_THE PROBLEM_. Pull out each line below that contains the word "orange". Copy every one of those lines in full.
..............................
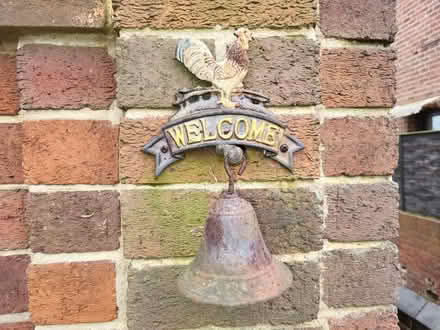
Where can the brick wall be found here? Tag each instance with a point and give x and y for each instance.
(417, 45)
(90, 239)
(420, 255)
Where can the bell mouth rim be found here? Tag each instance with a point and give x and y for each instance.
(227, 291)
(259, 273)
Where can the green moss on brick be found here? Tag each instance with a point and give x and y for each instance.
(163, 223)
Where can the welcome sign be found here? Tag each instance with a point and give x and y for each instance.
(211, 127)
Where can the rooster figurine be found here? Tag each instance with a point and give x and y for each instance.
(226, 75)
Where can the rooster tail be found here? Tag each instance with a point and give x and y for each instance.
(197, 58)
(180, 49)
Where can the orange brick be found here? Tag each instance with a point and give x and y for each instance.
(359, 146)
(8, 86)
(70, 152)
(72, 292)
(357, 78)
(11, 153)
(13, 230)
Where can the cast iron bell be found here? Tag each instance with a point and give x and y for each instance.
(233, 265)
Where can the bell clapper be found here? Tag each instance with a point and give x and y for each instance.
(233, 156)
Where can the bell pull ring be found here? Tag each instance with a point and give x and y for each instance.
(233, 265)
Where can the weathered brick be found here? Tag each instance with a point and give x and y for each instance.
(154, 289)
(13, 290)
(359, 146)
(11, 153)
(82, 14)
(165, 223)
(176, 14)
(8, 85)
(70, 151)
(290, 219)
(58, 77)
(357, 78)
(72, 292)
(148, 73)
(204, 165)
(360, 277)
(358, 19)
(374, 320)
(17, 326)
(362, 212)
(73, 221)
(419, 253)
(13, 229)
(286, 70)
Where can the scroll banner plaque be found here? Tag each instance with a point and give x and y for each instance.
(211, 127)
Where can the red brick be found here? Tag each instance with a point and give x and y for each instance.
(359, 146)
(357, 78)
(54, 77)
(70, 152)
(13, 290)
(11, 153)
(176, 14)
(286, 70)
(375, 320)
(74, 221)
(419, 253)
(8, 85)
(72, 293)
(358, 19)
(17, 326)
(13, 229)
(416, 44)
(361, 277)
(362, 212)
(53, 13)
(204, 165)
..............................
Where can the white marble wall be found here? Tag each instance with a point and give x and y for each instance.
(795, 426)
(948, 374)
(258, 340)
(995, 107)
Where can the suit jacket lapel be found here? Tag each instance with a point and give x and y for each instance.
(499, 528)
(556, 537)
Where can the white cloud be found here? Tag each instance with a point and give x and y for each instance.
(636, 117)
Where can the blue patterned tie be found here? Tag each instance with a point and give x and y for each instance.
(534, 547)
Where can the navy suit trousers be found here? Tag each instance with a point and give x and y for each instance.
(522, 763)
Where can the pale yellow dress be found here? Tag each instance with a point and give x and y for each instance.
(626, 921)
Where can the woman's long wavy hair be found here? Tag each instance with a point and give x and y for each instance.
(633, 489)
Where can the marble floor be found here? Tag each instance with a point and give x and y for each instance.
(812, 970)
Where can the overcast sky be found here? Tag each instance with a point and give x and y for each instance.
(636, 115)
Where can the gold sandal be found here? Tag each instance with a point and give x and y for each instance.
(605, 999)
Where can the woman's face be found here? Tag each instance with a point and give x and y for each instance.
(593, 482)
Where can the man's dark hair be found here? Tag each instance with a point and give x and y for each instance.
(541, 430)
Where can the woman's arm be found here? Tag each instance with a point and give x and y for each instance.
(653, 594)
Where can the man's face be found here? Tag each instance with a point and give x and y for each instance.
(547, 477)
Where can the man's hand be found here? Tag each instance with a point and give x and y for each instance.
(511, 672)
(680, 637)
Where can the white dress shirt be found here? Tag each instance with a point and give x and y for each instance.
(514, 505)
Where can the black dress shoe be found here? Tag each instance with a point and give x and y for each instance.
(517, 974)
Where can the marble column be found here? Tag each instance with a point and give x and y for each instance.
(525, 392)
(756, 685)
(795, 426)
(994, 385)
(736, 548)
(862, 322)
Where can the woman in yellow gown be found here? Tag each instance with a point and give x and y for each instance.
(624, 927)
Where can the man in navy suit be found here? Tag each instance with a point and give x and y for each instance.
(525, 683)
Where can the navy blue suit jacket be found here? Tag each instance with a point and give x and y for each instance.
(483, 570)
..............................
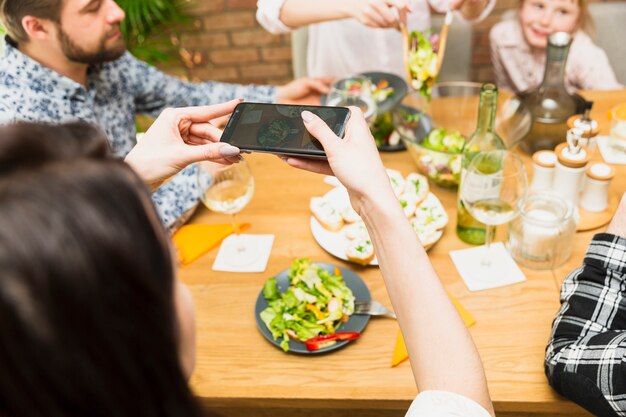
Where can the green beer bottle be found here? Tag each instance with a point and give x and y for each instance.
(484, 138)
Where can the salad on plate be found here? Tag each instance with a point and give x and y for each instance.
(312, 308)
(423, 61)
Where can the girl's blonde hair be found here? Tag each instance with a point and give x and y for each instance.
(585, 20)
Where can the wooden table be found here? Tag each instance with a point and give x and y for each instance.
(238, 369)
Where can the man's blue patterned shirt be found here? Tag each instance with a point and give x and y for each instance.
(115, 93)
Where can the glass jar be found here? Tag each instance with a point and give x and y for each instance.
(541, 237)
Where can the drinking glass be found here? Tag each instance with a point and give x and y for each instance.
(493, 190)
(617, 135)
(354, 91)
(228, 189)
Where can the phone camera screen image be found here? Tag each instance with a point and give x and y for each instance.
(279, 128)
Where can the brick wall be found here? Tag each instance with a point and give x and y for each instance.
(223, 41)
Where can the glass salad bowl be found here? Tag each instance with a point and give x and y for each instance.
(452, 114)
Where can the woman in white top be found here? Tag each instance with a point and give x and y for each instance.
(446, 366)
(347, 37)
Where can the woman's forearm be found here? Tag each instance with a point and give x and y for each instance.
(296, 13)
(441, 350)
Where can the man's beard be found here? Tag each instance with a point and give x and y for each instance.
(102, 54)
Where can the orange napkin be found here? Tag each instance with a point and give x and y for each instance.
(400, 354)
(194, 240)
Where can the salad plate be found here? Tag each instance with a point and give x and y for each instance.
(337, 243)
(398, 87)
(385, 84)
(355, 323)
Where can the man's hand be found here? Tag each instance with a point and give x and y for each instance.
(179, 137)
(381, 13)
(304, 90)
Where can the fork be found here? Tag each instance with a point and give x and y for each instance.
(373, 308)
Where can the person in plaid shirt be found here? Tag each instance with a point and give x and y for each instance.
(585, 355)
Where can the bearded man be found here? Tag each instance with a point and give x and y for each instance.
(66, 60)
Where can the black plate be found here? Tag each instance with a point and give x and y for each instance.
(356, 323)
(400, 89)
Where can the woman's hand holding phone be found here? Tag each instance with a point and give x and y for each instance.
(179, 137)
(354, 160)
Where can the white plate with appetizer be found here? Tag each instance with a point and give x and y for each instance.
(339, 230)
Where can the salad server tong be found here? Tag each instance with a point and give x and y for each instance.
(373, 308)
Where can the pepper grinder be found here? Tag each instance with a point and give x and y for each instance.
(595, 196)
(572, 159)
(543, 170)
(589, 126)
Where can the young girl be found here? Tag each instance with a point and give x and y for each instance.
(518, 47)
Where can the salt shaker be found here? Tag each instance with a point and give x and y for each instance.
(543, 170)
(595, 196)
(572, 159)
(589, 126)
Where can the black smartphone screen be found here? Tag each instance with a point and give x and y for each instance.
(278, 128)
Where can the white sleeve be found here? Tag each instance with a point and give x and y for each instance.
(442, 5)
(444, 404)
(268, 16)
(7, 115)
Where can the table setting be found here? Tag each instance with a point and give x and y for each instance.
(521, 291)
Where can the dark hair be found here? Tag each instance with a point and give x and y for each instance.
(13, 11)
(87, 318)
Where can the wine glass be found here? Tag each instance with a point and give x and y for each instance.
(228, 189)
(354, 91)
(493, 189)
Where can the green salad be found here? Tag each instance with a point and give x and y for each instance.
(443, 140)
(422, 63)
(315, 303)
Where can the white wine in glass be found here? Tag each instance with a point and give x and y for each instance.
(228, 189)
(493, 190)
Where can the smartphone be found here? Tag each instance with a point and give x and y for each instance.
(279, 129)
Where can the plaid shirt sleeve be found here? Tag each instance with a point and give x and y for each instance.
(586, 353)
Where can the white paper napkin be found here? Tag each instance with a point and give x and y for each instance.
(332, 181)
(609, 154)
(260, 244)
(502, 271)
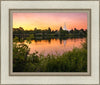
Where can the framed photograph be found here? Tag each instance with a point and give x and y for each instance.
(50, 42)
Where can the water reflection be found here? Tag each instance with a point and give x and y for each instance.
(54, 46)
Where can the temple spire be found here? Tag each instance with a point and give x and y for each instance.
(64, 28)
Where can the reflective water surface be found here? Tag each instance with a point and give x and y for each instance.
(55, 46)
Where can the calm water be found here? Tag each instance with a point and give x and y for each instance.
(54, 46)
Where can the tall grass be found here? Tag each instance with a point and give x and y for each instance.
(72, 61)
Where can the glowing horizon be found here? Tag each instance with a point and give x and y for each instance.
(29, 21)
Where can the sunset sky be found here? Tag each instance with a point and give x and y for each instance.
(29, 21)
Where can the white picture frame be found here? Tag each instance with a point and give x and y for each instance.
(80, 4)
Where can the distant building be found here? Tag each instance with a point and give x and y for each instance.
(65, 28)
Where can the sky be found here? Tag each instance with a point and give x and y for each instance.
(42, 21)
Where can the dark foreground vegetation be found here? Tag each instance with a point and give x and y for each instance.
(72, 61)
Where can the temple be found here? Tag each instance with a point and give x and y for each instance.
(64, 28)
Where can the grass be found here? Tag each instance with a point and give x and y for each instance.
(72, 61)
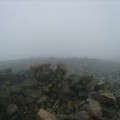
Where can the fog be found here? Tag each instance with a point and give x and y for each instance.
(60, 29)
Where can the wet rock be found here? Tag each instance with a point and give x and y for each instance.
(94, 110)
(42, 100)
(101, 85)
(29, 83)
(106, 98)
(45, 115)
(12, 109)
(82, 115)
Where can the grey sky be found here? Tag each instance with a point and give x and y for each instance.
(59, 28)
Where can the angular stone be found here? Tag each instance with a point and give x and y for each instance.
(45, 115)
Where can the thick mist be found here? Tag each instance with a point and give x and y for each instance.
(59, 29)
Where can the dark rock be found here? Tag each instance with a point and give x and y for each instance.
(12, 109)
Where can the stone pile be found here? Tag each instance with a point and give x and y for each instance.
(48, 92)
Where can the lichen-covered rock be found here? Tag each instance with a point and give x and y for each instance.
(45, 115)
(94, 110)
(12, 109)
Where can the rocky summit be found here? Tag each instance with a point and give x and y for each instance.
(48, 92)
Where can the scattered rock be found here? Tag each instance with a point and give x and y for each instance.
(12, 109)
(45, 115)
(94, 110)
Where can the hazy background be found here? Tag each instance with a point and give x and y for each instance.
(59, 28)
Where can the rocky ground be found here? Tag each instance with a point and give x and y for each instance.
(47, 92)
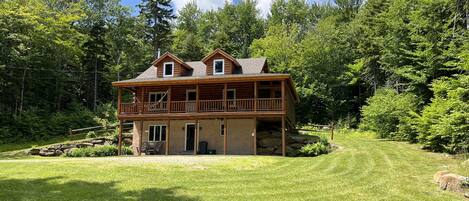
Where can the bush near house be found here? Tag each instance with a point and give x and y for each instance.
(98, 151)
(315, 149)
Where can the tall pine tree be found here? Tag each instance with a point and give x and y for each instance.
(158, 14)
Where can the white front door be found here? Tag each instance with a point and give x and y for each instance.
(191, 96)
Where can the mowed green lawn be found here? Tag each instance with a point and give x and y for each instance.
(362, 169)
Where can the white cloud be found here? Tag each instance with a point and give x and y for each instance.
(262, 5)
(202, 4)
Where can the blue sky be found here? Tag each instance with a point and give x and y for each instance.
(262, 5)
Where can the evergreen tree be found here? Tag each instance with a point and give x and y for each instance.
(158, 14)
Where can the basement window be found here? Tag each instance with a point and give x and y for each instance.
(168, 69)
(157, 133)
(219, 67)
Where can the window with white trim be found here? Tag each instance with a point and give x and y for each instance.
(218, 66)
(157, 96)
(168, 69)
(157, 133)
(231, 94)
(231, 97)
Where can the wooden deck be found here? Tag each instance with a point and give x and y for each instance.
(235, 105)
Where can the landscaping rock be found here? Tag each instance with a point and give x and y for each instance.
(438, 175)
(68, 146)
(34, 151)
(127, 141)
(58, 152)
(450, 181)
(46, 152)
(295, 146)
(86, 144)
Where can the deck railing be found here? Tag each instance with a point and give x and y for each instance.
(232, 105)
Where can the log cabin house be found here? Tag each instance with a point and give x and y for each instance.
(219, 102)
..............................
_OUTPUT OF THE EXERCISE_.
Where can the orange brick be found here? Tag each instance with a point and give x and y for each instance.
Where can the orange napkin be found here? Tag each instance with a point and give x and y for each instance.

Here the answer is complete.